▶ [WORK REQUIRED]:
Return only the stretch of the material below that begins with the line containing "[(96, 226), (459, 59)]" and ends with the line containing "[(211, 69), (343, 338), (97, 321)]", exactly; both of those lines belong to it.

▶ [DATA TO USE]:
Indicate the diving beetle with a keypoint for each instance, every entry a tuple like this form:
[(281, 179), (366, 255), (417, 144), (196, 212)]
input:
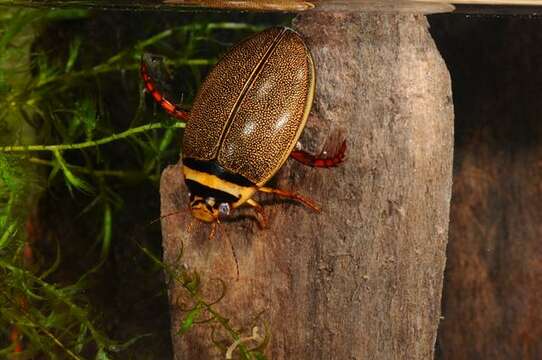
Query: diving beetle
[(246, 119)]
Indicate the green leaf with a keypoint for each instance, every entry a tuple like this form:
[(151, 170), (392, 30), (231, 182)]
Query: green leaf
[(71, 179), (190, 318)]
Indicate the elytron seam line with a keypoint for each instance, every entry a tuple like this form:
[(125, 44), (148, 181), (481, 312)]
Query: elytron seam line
[(252, 78)]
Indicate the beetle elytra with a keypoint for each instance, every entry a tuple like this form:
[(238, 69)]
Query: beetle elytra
[(246, 119)]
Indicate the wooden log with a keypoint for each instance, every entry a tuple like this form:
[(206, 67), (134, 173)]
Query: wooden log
[(492, 294), (362, 279)]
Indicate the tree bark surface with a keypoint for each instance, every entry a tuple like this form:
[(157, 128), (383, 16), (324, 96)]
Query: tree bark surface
[(363, 278), (492, 293)]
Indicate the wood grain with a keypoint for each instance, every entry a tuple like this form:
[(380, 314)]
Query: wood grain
[(362, 279)]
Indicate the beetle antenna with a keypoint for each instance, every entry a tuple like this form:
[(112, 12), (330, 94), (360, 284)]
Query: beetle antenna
[(223, 234)]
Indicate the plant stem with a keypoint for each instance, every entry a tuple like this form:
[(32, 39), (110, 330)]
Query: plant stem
[(91, 143), (84, 170)]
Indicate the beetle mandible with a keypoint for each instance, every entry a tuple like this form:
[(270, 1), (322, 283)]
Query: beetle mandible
[(246, 120)]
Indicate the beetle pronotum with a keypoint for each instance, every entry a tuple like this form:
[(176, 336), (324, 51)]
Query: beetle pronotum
[(245, 122)]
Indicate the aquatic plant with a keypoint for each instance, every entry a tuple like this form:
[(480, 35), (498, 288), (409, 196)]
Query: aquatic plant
[(59, 135)]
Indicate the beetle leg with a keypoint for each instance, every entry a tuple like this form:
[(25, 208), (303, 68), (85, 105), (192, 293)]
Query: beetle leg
[(173, 109), (262, 220), (323, 160), (290, 195)]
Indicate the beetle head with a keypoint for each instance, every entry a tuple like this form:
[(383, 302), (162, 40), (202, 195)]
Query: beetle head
[(208, 209)]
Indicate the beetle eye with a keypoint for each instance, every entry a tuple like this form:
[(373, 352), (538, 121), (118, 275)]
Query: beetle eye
[(224, 208)]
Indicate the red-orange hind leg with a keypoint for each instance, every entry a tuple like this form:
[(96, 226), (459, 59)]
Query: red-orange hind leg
[(323, 160), (290, 195)]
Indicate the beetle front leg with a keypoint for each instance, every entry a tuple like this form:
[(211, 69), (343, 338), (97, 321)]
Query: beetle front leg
[(290, 195), (150, 85)]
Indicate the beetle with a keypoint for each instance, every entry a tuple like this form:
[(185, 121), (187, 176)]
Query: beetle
[(245, 121)]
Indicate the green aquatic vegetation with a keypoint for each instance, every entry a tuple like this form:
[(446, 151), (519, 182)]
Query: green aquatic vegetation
[(199, 310)]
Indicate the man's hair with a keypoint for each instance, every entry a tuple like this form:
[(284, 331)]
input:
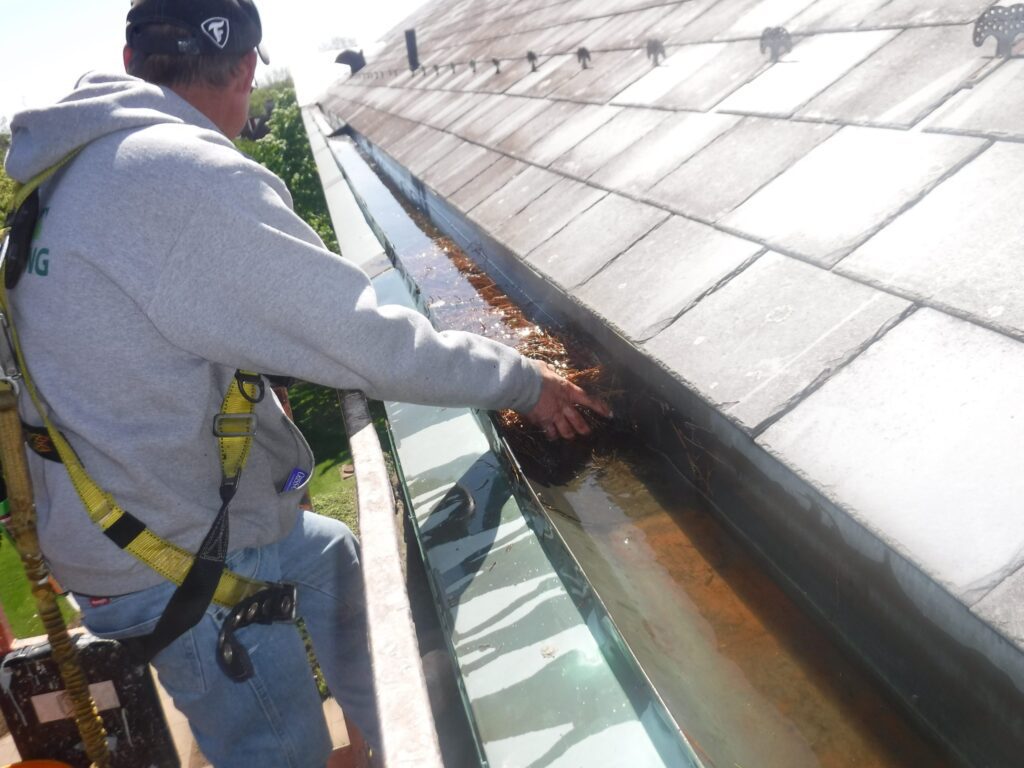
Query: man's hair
[(168, 70)]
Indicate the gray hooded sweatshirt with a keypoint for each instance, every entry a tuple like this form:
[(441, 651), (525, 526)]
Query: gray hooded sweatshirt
[(164, 260)]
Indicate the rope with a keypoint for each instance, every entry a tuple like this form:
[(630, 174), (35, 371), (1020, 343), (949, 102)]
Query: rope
[(23, 528)]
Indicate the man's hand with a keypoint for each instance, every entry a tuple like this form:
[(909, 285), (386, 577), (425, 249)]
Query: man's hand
[(556, 412)]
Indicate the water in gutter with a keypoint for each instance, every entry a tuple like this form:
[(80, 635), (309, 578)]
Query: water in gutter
[(749, 677)]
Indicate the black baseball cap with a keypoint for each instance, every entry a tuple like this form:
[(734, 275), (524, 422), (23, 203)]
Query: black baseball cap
[(208, 27)]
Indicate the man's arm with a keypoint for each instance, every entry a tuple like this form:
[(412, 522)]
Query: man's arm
[(248, 285)]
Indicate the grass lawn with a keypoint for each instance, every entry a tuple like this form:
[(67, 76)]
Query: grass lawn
[(17, 601), (318, 415)]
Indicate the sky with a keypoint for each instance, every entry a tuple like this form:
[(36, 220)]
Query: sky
[(46, 45)]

▶ [WRITTEN RESPONSE]:
[(96, 226), (459, 59)]
Query: red-orange hind leg
[(323, 160), (290, 195)]
Indicate the beetle front leg with a keypoint for each instance, every entry a tuple like this form:
[(211, 69), (343, 338), (97, 321)]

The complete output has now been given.